━━━━━ 提示された文章 ━━━━━

私がアパレル企業に勤めていた25歳のとき、Y子店長というカッコイイ女性に出会った。

私より9歳年上で、もともとエリアマネージャーまで務める優秀な大先輩だったのだが、持病のヘルニアが悪化したため、店舗間の移動が少ない店長職に落ち着いた。とにかく売場づくりに強くマーケティング力も高い人で、接客も完璧だった。

そんなY子店長と私のお店は隣同士だったので、私はよくY子店長と一緒にランチに行ったり、飲みに行ったりしていた。



2007年に私が配属されたブランドは、当時なかなかの売れ行きだった。
しかし私がそのブランドの店長に就任して約3年後、大手アパレル企業との合併による組織編制でデザイナーが突然変わり、ブランドコンセプトに合わない服がどんどん量産されていったのである。

私だけでなくどの店舗の店長も「こんなの売れない」と嘆き、もちろん数字にも顕著に表れた。

気に入らない洋服たちをマネキンに着せながら
「前のデザイナーさんなら、もっとここは『ゆったりめ』に作ってくれていたのに」
「こんな色と素材のスカートなんか、誰が着るん?センスなっ!」
「どうしよう、お客様にはなんてこの服を勧めたらいい?『店長は悪魔に魂を売ったね』なんて思われるかも」
毎日沸々と湧いてくる、新デザイナーの商品に対する不平不満。

そんな気持ちは、やはり売り場に表れてしまったようで売り上げもがくんと落ちてしまった。と同時に、もともとMD(商品企画)を目指していた私のやる気も急降下してしまったことは、言うまでもない。

そして、前年度の売上を初めて割った月、落ち込む私をY子店長は飲みに誘ってくれた。

Y子店長はかなりの酒豪。いつもはだいたい2時間くらい「あーでもないこーでもない」と仕事の話をして解散するのだが、その日は初めて生ビールを8杯飲んだあたりで私をカラオケに誘ってくれた。

内心「カラオケかあ・・・私、酔ってないと歌えないかも」なんて恥ずかしさも30%くらいあった。
(私は車通勤だったため、ジンジャーエールを飲んでいた)

しかしいざカラオケ館へ出陣すると、Y子店長とのカラオケは緊張のキの字もないほど、とにかく楽しかった。

目の前で赤い顔をして中島美嘉を歌っているY子店長は「ここの1節だけ歌わせてー」といった感じで、とにかく自由に歌いまくる。

いつも仕事には厳しく、ときには私を「サービス残業しすぎ!」「スタッフにもっと店を任せなさい」と叱ってくれることもあったのだが、そんな上下関係は全くない空間だった。

お互いお腹が痛くなるくらい笑って、はしゃいだ。

そしてあっという間に店側から「お時間あと5分です」のコール。

私が帰る準備をしようとすると、Y子店長は「待って、あいちゃん!これだけ最後に歌わせて!あいちゃんに届けたい歌があるんだ」といってデンモクをピコピコ操作しはじめた。

私はおしぼりでテーブルを拭くのをやめて、Y子店長が何の歌を入れたのか見守りながら、「人生で『あなたのために』と歌ってもらったことなんてないなあ。いや、普通はバンドマンとかストリートミュージシャンと付き合いでもしなければ、歌をプレゼントされるなんてシチュエーションはないんじゃあないか」とドキドキしていた。

━━━━━ 提供データ ━━━━━

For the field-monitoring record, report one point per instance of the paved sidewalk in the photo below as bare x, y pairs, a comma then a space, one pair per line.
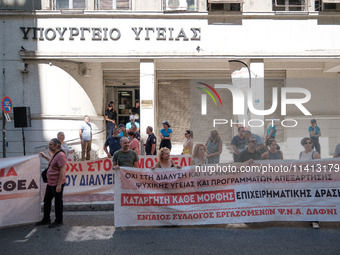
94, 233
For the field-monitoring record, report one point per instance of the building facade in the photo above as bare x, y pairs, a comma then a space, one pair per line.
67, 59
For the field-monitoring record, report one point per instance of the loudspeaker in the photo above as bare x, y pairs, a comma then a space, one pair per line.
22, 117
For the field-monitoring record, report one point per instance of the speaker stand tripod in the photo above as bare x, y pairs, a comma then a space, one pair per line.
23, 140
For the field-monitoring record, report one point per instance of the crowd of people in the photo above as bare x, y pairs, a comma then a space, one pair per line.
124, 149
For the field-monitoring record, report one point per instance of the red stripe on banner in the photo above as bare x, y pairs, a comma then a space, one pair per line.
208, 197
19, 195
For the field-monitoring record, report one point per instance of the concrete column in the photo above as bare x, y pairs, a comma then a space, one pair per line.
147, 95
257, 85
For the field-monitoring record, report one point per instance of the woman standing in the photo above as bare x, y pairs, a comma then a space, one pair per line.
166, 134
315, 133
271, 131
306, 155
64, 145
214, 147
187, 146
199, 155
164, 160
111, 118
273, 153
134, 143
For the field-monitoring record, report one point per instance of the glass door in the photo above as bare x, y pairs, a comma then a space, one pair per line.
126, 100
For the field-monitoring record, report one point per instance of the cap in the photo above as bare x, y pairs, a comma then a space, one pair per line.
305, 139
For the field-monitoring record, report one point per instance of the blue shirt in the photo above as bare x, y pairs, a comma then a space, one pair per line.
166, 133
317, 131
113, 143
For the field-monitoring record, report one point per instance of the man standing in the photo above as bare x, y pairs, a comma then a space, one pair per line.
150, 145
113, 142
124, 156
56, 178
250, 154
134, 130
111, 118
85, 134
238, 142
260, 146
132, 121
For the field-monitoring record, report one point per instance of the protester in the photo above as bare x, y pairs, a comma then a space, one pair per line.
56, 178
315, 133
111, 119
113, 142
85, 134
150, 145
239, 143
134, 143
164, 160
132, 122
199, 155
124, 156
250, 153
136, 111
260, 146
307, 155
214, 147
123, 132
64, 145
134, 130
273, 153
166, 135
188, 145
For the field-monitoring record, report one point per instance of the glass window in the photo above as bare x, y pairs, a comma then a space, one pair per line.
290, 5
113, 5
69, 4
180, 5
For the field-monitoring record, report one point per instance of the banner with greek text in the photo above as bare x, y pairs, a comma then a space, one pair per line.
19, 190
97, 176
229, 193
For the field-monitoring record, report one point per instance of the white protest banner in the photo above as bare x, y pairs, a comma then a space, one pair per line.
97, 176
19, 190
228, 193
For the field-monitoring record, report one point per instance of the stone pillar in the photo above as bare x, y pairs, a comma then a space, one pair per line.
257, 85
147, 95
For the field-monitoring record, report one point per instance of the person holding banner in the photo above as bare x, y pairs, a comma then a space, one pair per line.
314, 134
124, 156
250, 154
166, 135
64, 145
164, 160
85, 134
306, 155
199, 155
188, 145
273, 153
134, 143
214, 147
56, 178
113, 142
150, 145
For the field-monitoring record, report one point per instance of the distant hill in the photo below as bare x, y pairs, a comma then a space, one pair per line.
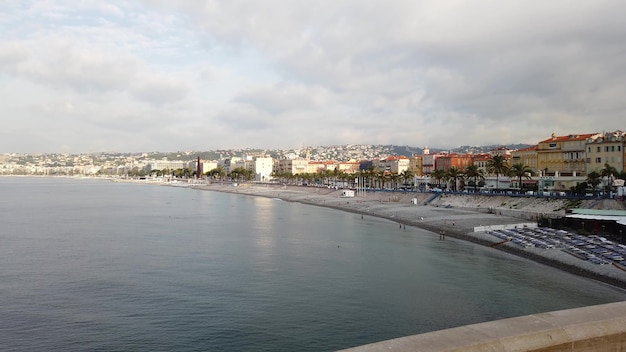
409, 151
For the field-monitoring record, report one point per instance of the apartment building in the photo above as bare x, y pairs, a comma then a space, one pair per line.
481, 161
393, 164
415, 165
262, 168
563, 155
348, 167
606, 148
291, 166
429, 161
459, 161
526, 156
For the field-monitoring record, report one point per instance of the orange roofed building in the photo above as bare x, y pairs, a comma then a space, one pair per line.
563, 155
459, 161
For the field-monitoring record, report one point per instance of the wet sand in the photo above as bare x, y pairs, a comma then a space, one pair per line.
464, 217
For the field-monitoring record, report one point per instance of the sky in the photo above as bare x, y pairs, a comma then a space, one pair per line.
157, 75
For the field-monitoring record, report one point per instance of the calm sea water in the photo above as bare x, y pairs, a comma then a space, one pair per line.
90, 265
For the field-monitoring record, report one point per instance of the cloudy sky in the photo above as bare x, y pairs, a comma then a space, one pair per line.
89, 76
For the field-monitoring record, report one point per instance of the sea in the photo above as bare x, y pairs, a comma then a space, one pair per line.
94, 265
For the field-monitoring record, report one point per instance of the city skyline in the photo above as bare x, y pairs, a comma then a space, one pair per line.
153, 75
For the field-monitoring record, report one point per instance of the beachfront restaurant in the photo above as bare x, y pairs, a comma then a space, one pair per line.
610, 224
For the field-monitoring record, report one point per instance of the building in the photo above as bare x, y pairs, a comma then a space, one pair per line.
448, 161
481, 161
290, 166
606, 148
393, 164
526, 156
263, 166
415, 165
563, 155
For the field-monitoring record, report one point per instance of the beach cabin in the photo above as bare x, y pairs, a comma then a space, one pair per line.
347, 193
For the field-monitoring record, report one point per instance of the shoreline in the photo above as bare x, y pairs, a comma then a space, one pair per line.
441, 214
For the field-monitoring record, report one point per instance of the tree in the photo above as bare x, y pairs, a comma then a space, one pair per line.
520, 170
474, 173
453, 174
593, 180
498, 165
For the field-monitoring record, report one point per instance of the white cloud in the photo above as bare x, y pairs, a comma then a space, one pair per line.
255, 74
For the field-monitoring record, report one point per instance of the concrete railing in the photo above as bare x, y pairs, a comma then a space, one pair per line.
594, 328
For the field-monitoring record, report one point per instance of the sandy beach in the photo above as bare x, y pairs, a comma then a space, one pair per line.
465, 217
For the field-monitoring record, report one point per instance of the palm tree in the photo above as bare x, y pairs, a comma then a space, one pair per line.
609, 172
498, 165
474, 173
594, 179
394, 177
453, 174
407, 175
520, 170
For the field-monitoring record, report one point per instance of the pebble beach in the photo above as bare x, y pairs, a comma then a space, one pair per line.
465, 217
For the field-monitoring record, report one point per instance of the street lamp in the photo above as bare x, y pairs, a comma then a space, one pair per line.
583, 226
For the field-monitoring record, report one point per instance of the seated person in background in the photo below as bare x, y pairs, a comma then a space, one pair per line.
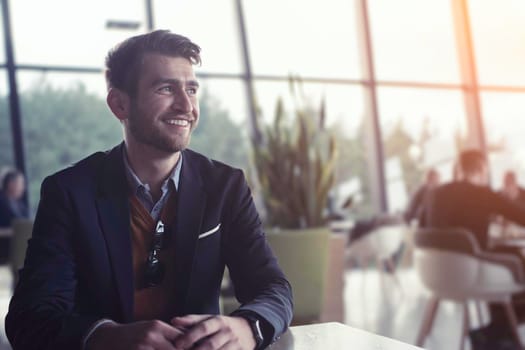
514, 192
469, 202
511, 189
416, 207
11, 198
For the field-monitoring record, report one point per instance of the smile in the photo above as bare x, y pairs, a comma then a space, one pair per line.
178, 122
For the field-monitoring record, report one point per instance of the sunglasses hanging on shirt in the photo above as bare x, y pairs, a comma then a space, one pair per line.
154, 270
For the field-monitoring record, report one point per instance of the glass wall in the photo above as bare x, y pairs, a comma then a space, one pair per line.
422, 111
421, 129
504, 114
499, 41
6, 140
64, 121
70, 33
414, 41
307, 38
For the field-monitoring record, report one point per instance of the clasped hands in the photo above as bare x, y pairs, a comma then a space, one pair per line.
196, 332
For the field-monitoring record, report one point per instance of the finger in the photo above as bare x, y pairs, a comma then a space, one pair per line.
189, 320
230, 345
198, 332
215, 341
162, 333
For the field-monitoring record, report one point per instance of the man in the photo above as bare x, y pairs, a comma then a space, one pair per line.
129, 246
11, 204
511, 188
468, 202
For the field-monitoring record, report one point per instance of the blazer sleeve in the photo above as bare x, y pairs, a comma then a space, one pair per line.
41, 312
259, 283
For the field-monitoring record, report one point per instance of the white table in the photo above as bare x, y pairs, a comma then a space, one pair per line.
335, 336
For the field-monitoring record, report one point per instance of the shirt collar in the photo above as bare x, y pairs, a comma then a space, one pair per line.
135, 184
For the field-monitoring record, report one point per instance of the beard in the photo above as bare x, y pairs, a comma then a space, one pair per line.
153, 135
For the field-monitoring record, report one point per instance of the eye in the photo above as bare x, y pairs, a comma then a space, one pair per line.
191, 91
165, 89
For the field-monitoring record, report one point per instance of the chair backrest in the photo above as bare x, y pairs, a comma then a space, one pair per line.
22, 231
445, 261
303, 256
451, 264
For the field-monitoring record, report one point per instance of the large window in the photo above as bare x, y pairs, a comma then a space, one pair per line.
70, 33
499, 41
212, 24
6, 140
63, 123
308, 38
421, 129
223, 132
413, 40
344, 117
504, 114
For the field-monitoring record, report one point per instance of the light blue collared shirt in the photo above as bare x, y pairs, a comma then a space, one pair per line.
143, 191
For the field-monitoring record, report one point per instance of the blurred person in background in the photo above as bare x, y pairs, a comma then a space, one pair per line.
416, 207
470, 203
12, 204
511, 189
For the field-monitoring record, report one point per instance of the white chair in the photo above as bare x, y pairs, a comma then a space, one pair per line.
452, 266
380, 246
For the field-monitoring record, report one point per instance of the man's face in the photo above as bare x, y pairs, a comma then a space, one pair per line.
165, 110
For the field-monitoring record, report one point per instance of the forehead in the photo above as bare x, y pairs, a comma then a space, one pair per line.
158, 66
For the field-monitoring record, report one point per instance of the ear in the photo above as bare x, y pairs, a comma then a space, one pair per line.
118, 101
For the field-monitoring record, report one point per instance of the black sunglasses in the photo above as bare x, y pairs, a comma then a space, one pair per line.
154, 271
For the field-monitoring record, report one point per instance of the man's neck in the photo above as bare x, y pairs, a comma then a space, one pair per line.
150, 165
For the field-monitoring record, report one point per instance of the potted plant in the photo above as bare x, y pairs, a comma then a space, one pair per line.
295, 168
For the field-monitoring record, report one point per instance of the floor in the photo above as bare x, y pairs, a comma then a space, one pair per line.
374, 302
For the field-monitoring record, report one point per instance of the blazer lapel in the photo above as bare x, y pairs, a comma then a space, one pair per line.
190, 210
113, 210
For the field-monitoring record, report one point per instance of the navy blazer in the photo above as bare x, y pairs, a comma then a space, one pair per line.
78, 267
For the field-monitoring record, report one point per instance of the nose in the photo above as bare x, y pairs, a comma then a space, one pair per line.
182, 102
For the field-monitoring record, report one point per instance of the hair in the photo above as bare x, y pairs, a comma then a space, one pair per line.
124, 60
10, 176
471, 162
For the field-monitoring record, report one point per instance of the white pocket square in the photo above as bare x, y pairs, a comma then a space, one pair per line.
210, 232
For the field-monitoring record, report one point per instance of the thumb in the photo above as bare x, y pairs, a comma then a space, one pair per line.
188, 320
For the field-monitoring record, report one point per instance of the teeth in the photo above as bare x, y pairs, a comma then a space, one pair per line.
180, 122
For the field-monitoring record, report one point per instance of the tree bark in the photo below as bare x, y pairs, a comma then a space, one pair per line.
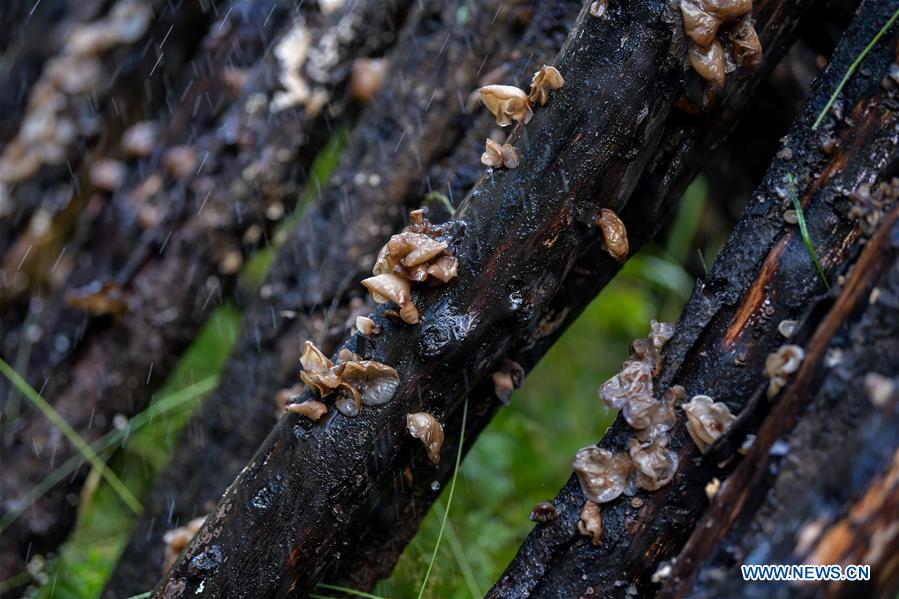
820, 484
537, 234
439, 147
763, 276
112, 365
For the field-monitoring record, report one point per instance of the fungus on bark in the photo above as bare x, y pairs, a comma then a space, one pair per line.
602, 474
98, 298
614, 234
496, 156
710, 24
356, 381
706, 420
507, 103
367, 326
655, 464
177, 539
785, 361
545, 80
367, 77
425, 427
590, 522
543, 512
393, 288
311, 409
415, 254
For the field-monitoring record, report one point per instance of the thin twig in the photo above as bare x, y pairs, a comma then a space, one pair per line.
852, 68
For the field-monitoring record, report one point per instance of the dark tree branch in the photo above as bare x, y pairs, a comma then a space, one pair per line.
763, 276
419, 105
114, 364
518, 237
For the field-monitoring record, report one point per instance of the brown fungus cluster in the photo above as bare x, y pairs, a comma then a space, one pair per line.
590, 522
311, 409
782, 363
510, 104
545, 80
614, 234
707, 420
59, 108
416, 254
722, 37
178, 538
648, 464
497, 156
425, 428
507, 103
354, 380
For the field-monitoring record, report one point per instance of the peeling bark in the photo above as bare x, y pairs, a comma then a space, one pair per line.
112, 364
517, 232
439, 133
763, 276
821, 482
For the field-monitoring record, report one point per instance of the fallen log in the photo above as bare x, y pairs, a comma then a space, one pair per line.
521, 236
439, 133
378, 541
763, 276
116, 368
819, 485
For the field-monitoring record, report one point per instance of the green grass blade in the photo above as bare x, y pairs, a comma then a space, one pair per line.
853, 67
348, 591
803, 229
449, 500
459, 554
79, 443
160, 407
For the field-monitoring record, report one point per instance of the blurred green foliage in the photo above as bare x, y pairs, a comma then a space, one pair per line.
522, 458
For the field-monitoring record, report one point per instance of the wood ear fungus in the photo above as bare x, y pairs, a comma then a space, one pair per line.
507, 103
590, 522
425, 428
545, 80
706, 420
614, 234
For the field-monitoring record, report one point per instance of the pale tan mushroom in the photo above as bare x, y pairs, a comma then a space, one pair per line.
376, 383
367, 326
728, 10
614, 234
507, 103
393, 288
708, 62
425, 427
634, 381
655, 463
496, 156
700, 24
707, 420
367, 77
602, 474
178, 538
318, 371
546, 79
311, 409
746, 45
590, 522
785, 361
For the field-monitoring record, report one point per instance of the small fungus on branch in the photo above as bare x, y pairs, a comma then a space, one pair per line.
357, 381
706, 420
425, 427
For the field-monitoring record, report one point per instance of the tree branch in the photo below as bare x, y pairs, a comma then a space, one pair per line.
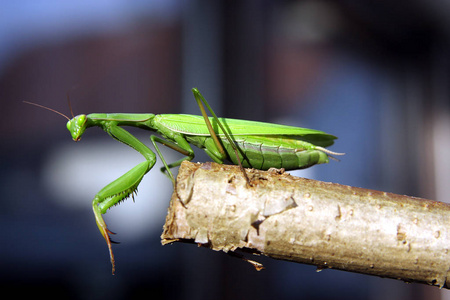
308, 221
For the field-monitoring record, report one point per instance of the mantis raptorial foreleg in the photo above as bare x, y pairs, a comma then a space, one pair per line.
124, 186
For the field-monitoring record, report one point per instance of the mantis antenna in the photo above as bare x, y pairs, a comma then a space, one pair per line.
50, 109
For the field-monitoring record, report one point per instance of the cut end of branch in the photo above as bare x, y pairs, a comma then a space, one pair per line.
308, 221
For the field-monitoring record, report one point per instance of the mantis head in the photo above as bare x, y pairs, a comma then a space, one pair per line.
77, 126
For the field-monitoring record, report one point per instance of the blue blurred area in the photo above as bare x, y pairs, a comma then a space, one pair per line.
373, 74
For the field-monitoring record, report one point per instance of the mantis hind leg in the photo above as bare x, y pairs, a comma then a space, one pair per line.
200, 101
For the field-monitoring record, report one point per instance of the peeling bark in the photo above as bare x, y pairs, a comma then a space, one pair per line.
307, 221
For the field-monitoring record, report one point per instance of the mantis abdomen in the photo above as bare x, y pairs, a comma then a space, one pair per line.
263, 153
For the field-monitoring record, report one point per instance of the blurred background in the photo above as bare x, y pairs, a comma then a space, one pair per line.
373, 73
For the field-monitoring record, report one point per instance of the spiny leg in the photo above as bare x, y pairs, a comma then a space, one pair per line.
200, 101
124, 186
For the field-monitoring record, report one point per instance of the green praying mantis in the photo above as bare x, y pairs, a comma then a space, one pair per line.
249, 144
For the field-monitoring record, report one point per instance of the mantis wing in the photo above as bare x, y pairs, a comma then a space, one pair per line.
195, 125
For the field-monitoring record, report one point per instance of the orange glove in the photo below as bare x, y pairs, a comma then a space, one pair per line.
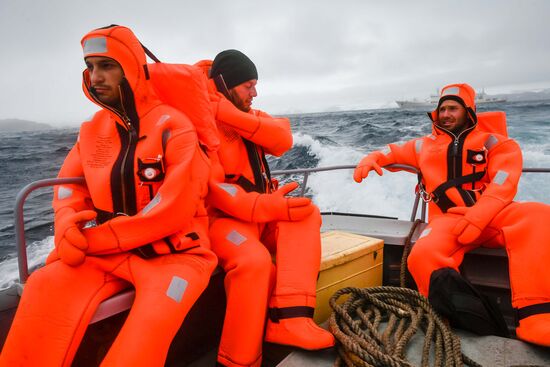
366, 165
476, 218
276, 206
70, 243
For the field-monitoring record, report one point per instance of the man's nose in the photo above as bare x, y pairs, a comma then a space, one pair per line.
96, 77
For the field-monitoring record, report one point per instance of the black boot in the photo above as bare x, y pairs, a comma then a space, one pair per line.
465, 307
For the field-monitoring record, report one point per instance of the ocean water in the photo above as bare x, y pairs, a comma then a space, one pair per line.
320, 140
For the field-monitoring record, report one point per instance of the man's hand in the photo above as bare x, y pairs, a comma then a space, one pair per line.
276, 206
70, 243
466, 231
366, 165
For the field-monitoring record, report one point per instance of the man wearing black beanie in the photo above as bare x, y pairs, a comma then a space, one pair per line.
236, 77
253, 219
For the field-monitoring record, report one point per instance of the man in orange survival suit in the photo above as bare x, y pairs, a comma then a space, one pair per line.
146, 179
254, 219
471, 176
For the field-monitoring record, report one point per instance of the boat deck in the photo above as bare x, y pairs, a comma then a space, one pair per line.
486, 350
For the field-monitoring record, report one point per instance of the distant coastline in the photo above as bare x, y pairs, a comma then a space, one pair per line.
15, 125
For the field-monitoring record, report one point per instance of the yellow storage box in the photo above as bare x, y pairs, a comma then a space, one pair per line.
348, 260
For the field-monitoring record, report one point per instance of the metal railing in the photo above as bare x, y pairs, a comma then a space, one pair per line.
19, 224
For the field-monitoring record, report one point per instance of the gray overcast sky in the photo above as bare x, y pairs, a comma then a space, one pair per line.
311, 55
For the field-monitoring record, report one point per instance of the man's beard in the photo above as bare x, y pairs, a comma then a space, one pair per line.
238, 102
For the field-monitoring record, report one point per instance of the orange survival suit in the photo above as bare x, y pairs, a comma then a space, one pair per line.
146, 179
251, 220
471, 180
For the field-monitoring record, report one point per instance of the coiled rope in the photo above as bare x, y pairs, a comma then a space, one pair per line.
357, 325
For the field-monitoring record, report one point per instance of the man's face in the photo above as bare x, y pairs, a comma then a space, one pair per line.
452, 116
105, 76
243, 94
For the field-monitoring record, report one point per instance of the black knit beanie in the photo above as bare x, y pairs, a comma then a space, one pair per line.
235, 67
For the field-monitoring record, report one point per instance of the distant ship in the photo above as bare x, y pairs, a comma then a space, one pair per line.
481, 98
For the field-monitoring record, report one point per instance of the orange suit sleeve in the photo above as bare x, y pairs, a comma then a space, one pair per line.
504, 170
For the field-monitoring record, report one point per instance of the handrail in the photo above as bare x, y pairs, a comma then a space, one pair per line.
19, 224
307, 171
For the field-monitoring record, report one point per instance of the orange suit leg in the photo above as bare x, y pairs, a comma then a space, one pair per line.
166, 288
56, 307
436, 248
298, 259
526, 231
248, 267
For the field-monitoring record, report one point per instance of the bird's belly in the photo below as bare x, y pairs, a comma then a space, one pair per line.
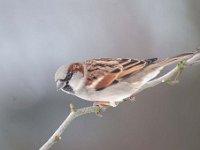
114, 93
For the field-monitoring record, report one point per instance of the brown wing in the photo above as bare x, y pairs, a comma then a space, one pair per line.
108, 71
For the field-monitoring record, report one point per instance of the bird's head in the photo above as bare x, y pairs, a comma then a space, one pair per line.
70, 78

━━━━━

作業リスト.
**A)** Y子店長についての文章にある「私がアパレル企業に勤めていた25歳のとき、Y子店長というカッコイイ女性に出会った。」という一文を英語に訳してください。
**B)** Y子店長についての文章の続きを、最後の文の後から書いてください。
データは文章とは別の資料です。

作業の解答.
**A)** When I was 25 and working for an apparel company, I met a cool woman named Store Manager Y-ko.

**B)**
そこでイントロが流れる。


♪♬♪♬♪♬♪♬♪♬


「あ、知ってる」


曲はDREAMS COME TRUEの『何度でも』だった。


♪10000回ダメでへとへとになっても、10001回目は何か、変わるかもしれない♬

その頃、なんとか売上を上げたいがために、1日に売場を3回も変え、帳簿とにらめっこしている日々が続いていた。
つまり私は「へとへと」だった。

だからこの一節をY子店長が歌ったとき、奮い立たなきゃいけないような、でも苦しいような、言葉にできない感情がぐるぐると押し寄せて、涙が出そうになってしまったのだ。

曲が終わり、私は胸の奥からせせり上がってくるいろんな感情をおさえこむのに必死になりながらも、Y子店長に拍手を送った。

するとY子店長は「あいちゃん、大丈夫だよ。与えられた商品と箱で戦うの、まだ10000回も頑張ってないでしょ。最悪10001回目までやってみたら、何か変わるかもって、ミワチャンが言ってんじゃん」

私はこの言葉を聞いて、ダムが決壊したように泣いたのを覚えている。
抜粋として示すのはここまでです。